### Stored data
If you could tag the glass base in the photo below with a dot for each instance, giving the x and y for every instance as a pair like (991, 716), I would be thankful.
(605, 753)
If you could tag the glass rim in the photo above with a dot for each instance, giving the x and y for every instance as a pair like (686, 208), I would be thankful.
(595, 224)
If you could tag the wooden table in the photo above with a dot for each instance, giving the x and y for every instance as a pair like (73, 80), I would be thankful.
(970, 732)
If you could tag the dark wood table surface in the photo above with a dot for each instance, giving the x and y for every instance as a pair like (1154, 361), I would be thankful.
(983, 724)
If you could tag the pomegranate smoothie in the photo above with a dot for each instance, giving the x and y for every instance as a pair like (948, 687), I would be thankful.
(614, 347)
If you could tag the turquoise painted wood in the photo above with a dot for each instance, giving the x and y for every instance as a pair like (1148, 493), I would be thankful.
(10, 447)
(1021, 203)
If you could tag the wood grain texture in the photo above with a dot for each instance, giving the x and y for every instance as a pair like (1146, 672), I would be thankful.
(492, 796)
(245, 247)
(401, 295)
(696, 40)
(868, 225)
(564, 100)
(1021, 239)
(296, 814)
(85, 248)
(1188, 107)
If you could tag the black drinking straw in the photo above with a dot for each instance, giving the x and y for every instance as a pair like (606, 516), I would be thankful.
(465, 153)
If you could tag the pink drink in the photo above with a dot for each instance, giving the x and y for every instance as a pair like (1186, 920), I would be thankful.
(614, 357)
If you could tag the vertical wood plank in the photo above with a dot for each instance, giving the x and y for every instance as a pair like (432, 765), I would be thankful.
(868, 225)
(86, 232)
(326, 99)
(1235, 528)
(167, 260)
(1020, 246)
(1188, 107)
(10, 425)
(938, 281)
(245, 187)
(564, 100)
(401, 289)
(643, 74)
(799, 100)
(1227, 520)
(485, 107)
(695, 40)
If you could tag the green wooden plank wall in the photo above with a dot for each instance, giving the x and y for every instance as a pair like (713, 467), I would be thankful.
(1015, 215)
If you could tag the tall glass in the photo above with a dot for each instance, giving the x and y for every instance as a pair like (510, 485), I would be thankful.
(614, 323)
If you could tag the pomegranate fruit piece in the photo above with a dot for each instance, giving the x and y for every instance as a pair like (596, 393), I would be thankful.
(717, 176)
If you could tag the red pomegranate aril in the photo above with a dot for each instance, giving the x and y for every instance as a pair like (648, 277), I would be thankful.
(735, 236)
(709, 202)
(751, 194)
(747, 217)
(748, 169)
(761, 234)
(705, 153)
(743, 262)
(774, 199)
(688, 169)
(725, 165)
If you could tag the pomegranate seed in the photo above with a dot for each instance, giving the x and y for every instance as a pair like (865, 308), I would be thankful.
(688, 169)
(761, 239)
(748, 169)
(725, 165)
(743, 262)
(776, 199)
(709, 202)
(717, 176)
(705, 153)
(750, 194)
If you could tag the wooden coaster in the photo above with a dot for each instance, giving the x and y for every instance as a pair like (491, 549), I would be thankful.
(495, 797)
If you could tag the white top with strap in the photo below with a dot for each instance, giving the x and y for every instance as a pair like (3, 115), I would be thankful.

### WORK TO BE COMPLETED
Exactly reproduce every line of the records.

### EXERCISE ANSWER
If you could tag the glass base in the photo below with a dot for each instance, giving the x and y for every instance as a pair like (991, 716), I would be thankful.
(605, 753)
If you could tag the glass rim in the photo above with a dot for each instance, giving the x and y for every instance as a pair like (686, 208), I would be thankful.
(595, 224)
If you could tag the wooden table in the photo above with a dot for each instance, giving the x and y for every instance as a pair like (73, 80), I would be thankful.
(970, 732)
If you could tag the dark wood table surface in the photo above with a dot for each instance, giving the x and y for every instance as a pair like (1154, 361), I would be thankful.
(983, 724)
If you could tag the pomegranate smoothie in the photo above with a dot for each instance, giving the x and y for every instance as a pair like (948, 687), I would be thankful.
(614, 347)
If you could tag the turquoise painted wood in the photo above with a dot for each instance, giving the x and y for every instance as a pair like (1148, 493), I would be thankful.
(10, 447)
(1021, 203)
If you could tag the wood grain texture in the photo above with a dot for each instance, giving the x and y for every instance as a pair like (1146, 672), I would be thankful.
(492, 796)
(245, 247)
(401, 295)
(696, 40)
(868, 225)
(564, 100)
(1021, 239)
(296, 814)
(85, 248)
(1188, 107)
If you could tag the black drinking straw in the photo above with a dot for each instance, giving the x and y for every instance as a pair like (606, 516), I would be thankful.
(465, 153)
If you could tag the pink drink in the photo above with a dot for each instance, giving the x and y for every instance as a pair like (1186, 920), I would be thankful.
(614, 357)
If you could tag the vertical wood plank in the photo above with a dot for each instance, giving the x and y for every instance as a pair like (432, 765), I would be thankful.
(868, 225)
(86, 232)
(326, 99)
(1235, 528)
(167, 260)
(1020, 246)
(1188, 107)
(10, 425)
(938, 281)
(245, 187)
(564, 100)
(401, 289)
(643, 74)
(799, 100)
(1227, 520)
(485, 107)
(695, 40)
If you could tag the green wooden plank wall in the photo above with a dot for each instance, giving the x and y for every instance as a pair like (713, 467), I would be thankful.
(1015, 215)
If you could tag the tall glass in the photo above with a dot for each instance, giving the x and y for every instance as a pair like (510, 485), I would be thankful.
(614, 323)
If you could tag the pomegranate fruit piece in the photo above with a dot for each instance, giving the x and y for every instance as a pair like (596, 393), I would be thankful.
(717, 176)
If you could tag the red pomegranate aril in the photo above with a dot for each instance, giving the x and y for every instance as a pair like (648, 277), I would be thankful.
(735, 236)
(709, 202)
(751, 194)
(747, 217)
(748, 169)
(761, 234)
(705, 153)
(743, 262)
(774, 199)
(688, 169)
(725, 165)
If you could tag the pomegranate seed in the photo above with a dot for each instance, giving the x and y for every instance as a pair like (865, 308), I would be thankful.
(688, 169)
(761, 239)
(748, 169)
(725, 165)
(743, 262)
(776, 199)
(709, 202)
(717, 176)
(705, 153)
(750, 194)
If you could tag the wooden coaster in the photo above with a dot for each instance, giving the x and y for every instance as a pair like (491, 549), I would be thankful.
(495, 797)
If you could tag the white top with strap in the photo below with a dot for each instance, giving the x and y for every instance as a pair like (3, 115), I would be thankful.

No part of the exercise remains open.